[Labeled-object pointing entries]
-------------------------
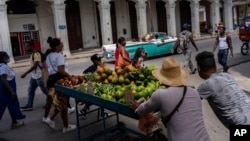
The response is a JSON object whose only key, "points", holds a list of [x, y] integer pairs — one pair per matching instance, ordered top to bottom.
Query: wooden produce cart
{"points": [[117, 108]]}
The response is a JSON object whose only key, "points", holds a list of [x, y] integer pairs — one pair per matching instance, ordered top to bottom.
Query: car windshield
{"points": [[154, 36]]}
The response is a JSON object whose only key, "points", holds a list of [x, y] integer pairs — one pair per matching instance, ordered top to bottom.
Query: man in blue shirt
{"points": [[97, 61], [228, 101]]}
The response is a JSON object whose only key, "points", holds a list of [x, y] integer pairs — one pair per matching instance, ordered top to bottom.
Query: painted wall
{"points": [[242, 9], [154, 16], [122, 19], [17, 22], [46, 23], [89, 23]]}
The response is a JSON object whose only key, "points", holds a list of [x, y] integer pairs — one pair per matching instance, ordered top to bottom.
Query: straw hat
{"points": [[171, 73]]}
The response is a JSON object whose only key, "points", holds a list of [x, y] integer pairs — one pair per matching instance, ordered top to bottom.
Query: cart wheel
{"points": [[244, 49], [178, 50], [121, 124]]}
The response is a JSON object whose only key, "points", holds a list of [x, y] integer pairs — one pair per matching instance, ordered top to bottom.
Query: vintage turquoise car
{"points": [[158, 44]]}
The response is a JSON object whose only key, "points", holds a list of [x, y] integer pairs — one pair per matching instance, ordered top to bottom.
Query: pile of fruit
{"points": [[71, 81], [111, 85]]}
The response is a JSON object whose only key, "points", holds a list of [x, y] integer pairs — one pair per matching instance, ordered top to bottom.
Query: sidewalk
{"points": [[85, 53]]}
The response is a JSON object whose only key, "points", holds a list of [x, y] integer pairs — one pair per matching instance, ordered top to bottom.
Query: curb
{"points": [[78, 55]]}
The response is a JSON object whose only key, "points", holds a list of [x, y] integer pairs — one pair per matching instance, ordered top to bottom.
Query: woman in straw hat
{"points": [[186, 122]]}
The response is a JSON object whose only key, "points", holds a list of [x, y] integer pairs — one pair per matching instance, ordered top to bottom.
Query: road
{"points": [[38, 131]]}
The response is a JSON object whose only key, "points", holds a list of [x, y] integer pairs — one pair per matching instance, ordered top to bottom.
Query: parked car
{"points": [[154, 44]]}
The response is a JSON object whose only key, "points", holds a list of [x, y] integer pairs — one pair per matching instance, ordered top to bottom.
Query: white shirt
{"points": [[223, 43], [54, 60], [5, 69], [36, 73]]}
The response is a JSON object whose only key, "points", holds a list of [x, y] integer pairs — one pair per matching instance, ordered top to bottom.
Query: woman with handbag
{"points": [[121, 55], [58, 69], [179, 105]]}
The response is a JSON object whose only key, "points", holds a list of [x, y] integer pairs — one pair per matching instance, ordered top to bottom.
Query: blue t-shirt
{"points": [[91, 69], [228, 101]]}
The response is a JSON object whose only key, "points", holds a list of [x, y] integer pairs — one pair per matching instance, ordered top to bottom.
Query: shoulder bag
{"points": [[166, 119]]}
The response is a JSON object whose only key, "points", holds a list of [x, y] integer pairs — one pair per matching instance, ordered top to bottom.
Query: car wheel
{"points": [[244, 49], [178, 50]]}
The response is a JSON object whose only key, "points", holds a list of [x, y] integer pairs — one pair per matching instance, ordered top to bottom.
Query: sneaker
{"points": [[227, 68], [194, 71], [26, 108], [71, 110], [82, 114], [104, 115], [44, 119], [50, 123], [16, 125], [70, 128]]}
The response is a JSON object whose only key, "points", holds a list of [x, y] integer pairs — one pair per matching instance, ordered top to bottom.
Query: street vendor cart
{"points": [[244, 34], [117, 108]]}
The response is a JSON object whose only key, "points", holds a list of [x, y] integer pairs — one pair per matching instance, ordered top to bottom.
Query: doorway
{"points": [[185, 13], [161, 16], [133, 20], [113, 21], [99, 23], [74, 25], [15, 44]]}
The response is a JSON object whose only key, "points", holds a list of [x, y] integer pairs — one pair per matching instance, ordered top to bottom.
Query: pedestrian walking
{"points": [[216, 29], [185, 39], [224, 43], [121, 54], [139, 57], [97, 61], [37, 67], [57, 69], [8, 93], [228, 101], [179, 105]]}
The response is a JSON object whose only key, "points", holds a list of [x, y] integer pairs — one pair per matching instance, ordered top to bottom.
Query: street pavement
{"points": [[35, 130]]}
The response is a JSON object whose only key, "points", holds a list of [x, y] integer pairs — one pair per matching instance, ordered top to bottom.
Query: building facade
{"points": [[82, 24]]}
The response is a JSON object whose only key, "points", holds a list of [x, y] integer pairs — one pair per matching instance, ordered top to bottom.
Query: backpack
{"points": [[227, 39], [183, 40]]}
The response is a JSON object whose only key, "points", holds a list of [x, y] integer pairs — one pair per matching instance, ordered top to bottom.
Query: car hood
{"points": [[112, 47]]}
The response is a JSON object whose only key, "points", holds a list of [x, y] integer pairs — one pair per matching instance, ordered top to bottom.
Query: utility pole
{"points": [[151, 17]]}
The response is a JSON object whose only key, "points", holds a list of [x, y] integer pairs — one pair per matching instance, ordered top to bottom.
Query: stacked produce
{"points": [[71, 81], [111, 84]]}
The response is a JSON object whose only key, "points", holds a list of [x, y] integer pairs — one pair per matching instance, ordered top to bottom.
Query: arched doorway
-------------------------
■ **What you have to do**: Transcribe every entry word for word, but skip the pictures.

■ **Complete answer**:
The response is a JSON object whose only key, "points", holds a list of [x, y] integer pairs — one pair per matching instance, ordered top to bottom.
Query: wooden produce cart
{"points": [[117, 108]]}
The response is a JSON object whose only key, "points", holds a list of [x, y] integer pairs — one pair per matching instance, ordered top to bottom.
Query: car windshield
{"points": [[154, 36]]}
The response is a JSON object whose only key, "points", holds a list of [x, y] integer pairs — one pair per matching instance, ordered top to bottom.
Query: man in blue shirt
{"points": [[97, 61], [228, 101]]}
The response is a JSON object whose only key, "points", holds a list of [x, y] integer pairs — one pair per matching instance, ordered top to bottom.
Query: painted wall
{"points": [[242, 9], [154, 16], [122, 19], [17, 22], [46, 23], [89, 23]]}
The response is a JSON object whose only key, "points", holds a list of [x, y] integer pairs — one pair per matching instance, ordered top to bottom.
Query: straw hat
{"points": [[171, 73]]}
The response is a JSON object whose only key, "points", holds a list of [x, y] integer pairs — one pair per matching instance, ordered top to bottom.
Query: cart wheel
{"points": [[244, 49], [178, 50], [121, 124]]}
The response is a JSON object whose only key, "points", holds a list of [x, y] integer pairs — one pair per matching instance, ordered top to bottom.
Query: vintage turquoise car
{"points": [[158, 44]]}
The response is a JSON object whose only key, "points", holds a list of [x, y] integer pairs — one pair per matching instance, ordered top to bottom.
Query: pile of fruit
{"points": [[71, 81], [111, 85]]}
The response is a JSON object whose only key, "points", holds a list of [x, y] integer pairs — one pair per matching instance, ordered top to bottom.
Query: sidewalk
{"points": [[85, 53]]}
The response is a JSON object whose only key, "points", holds a list of [x, y] integer pairs — one pair per matching instance, ordered top to bottom.
Query: curb
{"points": [[78, 55]]}
The response is a JSON object whose only key, "points", holds a list of [x, y] integer pairs — one pair per matching instance, ordered top to bottom.
Query: woman in straw hat
{"points": [[186, 122]]}
The response is a JSON object whose only key, "points", holds a list of [x, y] integer pairs — one pair per matching instance, ordered top to bottom.
Query: road
{"points": [[38, 131]]}
The response is a JSON object whose only key, "points", holds a list of [x, y] integer pairs — one pair per matching instance, ordered top to bottom.
Query: parked car
{"points": [[154, 44]]}
The response is a JSON object whose only key, "points", holds a list of [x, y] integer pairs — one pair per matching instance, ordered top to bottom.
Query: white shirt
{"points": [[223, 43], [54, 60], [5, 69], [36, 73]]}
The response is a JSON object whose only key, "points", holds a list of [x, y] integer pairs — one pair per matching instance, ordered top to bottom.
Query: woman with handbag
{"points": [[121, 55], [58, 69], [179, 105]]}
The response is a JSON object whose only key, "points", holds a list of [x, y] integer pairs — one pair per matching instance, ordered top to bottom.
Query: blue t-shirt
{"points": [[91, 69], [228, 101]]}
The response is a JSON object whose only key, "points", holds a list of [x, y] integer pairs — one pair per matching instance, ordered top to bottom.
Query: shoulder bag
{"points": [[166, 119]]}
The response is a JSON object whose only key, "points", holds a list of [x, y] integer pairs — one pair per matching instance, ordered top to bottom.
Query: car wheel
{"points": [[244, 49], [178, 50]]}
The response is a JSON object whose only key, "points", holds a list of [x, y] integer pairs — one pair per matching instance, ordered top to bottom.
Query: sneaker
{"points": [[227, 68], [194, 71], [26, 108], [71, 110], [82, 114], [104, 115], [44, 119], [50, 123], [16, 125], [70, 128]]}
The response is a JSON object whose only key, "points", holds a list of [x, y] integer pairs — one pair per matching instance, ordered top to bottom.
Query: street vendor cart
{"points": [[244, 34], [117, 108]]}
The response is a JSON object whose only key, "points", holds a list of [x, y] integer pairs — one pair per matching instance, ordered top to bottom.
Query: doorway
{"points": [[185, 13], [161, 16], [133, 20], [113, 21], [99, 23], [74, 25], [15, 44]]}
The response is a JSON object whose only key, "points", holds a list of [x, y] integer pairs — one pair per matching instance, ordered top to bottom.
Query: pedestrian walking
{"points": [[216, 29], [185, 39], [224, 43], [121, 54], [139, 57], [97, 61], [37, 67], [57, 69], [8, 93], [228, 101], [179, 105]]}
The response is a JSON object whose only key, "points", holds a list of [x, y] integer pairs — one pair per matching instance, ordered top to bottom.
Query: street pavement
{"points": [[35, 130]]}
The response is a JSON object whose only key, "points", holds a list of [x, y] integer pairs — one pair per matching instance, ordered top to bottom.
Query: building facade
{"points": [[82, 24]]}
The response is a JSON object whose only key, "points", holds a list of [x, y] integer pairs — one pair per matching instance, ordered top to bottom.
Query: backpack
{"points": [[227, 39], [183, 40]]}
The response is a JSON object whose only key, "points", holds a list of [x, y] integer pairs — one pair per matching instance, ordered top to bottom.
Query: car hood
{"points": [[112, 47]]}
The response is a JSON object whose only key, "points", holds a list of [x, y] integer pairs — one pair per matching instance, ordered top to bottom.
Query: utility pole
{"points": [[151, 17]]}
The response is a JSON object whose only key, "points", holds a list of [x, y] integer pairs — one pair per matching instance, ordered top to bottom.
Query: stacked produce
{"points": [[71, 81], [111, 84]]}
The response is a JSON object whose only key, "points", holds a list of [x, y] integer pairs — one pair per matching instance, ordered top to bottom.
Query: arched doorway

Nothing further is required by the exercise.